**What the task asks:** Output every one of the rows below verbatim, changing nothing.

Records excerpted from a collection:

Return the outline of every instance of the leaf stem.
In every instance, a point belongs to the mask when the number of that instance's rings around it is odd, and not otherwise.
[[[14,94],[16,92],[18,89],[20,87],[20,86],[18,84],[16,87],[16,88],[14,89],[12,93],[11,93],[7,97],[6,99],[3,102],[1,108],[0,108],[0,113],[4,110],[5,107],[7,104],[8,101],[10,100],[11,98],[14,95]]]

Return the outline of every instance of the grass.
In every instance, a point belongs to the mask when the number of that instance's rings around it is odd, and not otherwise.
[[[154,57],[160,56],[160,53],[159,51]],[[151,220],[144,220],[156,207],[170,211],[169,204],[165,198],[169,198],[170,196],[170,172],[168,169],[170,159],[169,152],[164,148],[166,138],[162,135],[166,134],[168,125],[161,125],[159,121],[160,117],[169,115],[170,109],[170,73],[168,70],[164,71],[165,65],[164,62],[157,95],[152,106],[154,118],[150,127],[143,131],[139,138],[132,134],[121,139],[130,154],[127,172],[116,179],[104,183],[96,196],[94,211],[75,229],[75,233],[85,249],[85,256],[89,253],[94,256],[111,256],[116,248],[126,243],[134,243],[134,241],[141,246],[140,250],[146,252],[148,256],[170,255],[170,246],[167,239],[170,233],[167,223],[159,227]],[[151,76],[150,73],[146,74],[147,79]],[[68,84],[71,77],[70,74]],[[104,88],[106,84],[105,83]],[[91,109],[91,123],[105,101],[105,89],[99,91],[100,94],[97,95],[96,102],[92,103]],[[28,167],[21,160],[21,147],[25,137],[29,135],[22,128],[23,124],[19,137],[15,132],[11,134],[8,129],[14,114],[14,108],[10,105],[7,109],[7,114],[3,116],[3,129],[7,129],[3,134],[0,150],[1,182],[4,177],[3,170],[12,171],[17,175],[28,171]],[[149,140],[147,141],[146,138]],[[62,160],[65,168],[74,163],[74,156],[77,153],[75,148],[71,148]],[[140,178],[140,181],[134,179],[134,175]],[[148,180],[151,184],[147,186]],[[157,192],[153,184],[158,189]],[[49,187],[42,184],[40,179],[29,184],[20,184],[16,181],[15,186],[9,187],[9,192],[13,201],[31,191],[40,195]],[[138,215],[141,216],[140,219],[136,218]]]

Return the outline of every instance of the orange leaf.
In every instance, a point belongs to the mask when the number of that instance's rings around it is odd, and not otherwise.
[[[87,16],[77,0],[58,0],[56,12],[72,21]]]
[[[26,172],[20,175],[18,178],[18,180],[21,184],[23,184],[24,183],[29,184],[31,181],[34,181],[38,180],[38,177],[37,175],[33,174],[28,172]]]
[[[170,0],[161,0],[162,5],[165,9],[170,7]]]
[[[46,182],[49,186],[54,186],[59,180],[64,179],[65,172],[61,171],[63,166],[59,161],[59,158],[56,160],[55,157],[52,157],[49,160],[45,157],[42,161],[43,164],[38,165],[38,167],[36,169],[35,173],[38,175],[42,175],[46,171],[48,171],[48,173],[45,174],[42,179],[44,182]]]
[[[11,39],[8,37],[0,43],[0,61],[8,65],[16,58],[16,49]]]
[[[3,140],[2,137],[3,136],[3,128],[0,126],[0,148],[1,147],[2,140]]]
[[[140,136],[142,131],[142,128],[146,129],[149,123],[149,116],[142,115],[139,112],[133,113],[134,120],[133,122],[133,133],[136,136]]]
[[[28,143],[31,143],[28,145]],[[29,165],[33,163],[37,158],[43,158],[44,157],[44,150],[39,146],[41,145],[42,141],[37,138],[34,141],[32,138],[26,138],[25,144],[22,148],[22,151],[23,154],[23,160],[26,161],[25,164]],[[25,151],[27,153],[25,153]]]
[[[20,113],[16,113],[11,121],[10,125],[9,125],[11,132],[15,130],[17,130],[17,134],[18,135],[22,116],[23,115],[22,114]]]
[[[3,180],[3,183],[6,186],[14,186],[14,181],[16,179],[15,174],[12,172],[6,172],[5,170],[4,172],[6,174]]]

**Completed exercise:**
Return the outline of every instance of the leaf stem.
In every instance, a point belongs to the mask when the number of that instance's rings around it is odd, and not otherwise.
[[[14,94],[16,92],[18,89],[20,87],[20,86],[18,84],[16,87],[16,88],[14,89],[12,93],[11,93],[7,97],[6,99],[3,102],[1,108],[0,108],[0,113],[4,110],[5,107],[7,104],[8,101],[10,100],[11,98],[14,95]]]

Return the outline of every instance of the grass.
In every instance, a point belongs to the mask when the number of that instance's rings around it is odd, and not otherwise.
[[[154,57],[160,56],[160,53],[159,51]],[[151,220],[144,220],[156,207],[170,211],[169,204],[165,198],[169,198],[170,196],[170,172],[168,169],[170,159],[169,152],[164,148],[166,138],[162,135],[166,134],[168,125],[161,125],[159,121],[160,117],[169,115],[170,109],[170,73],[168,70],[164,71],[165,65],[164,62],[157,95],[152,106],[154,118],[150,127],[143,131],[139,138],[132,134],[121,139],[130,154],[127,172],[116,179],[104,183],[96,196],[94,211],[75,229],[75,233],[85,249],[85,256],[89,253],[94,256],[111,256],[116,248],[126,243],[134,243],[134,241],[141,246],[140,250],[146,252],[148,256],[170,255],[170,246],[167,239],[170,233],[167,223],[159,227]],[[151,76],[150,73],[146,74],[147,79]],[[68,84],[71,77],[70,74]],[[104,88],[106,84],[105,83]],[[91,109],[91,123],[105,101],[105,89],[99,91],[100,94],[97,95],[96,102],[92,103]],[[28,167],[21,160],[21,147],[25,137],[29,135],[22,128],[23,124],[19,137],[15,132],[11,134],[8,129],[14,114],[14,108],[10,105],[7,109],[7,114],[3,116],[3,129],[7,129],[3,134],[0,150],[1,182],[4,177],[3,170],[12,171],[17,175],[28,171]],[[149,140],[147,141],[146,138]],[[62,160],[65,168],[74,163],[74,156],[77,153],[75,148],[71,148]],[[140,178],[140,181],[134,179],[134,175]],[[148,180],[151,184],[147,186]],[[157,192],[153,184],[158,189]],[[49,187],[42,184],[40,179],[29,184],[20,184],[16,181],[15,186],[9,187],[9,192],[13,201],[31,191],[40,195]],[[138,215],[141,216],[140,219],[136,218]]]

Return the outline of every instance of the orange leaf.
In every instance, a point belongs to the mask when the number of that instance's rings around it is odd, and not otherwise.
[[[87,16],[77,0],[58,0],[56,12],[72,21]]]
[[[26,172],[20,175],[18,178],[18,180],[21,184],[23,184],[24,183],[29,184],[31,181],[34,181],[38,180],[38,177],[37,175],[33,174],[28,172]]]
[[[170,0],[161,0],[162,5],[165,9],[170,7]]]
[[[46,182],[49,186],[54,186],[59,180],[64,179],[65,172],[61,171],[63,166],[59,161],[59,158],[56,160],[55,157],[52,157],[49,160],[45,157],[42,161],[43,164],[38,165],[38,167],[36,169],[35,173],[38,175],[42,175],[46,171],[48,171],[48,173],[45,174],[42,179],[44,182]]]
[[[11,39],[8,37],[0,43],[0,61],[8,65],[16,58],[16,49]]]
[[[3,140],[2,137],[3,136],[3,128],[0,126],[0,148],[1,147],[2,140]]]
[[[140,136],[142,131],[142,128],[146,129],[149,123],[149,116],[142,115],[139,112],[133,113],[134,120],[133,122],[133,133],[136,136]]]
[[[28,143],[31,143],[28,145]],[[29,165],[33,163],[37,158],[43,158],[44,157],[44,150],[39,146],[41,145],[42,141],[37,138],[34,141],[32,138],[26,138],[25,144],[22,148],[22,151],[23,154],[23,160],[26,161],[25,164]],[[25,151],[27,153],[25,153]]]
[[[20,113],[16,113],[11,121],[10,125],[9,125],[11,132],[15,130],[17,130],[17,134],[18,135],[22,116],[23,115],[22,114]]]
[[[3,180],[3,183],[6,186],[14,186],[14,181],[16,179],[15,174],[12,172],[6,172],[5,170],[4,172],[6,174]]]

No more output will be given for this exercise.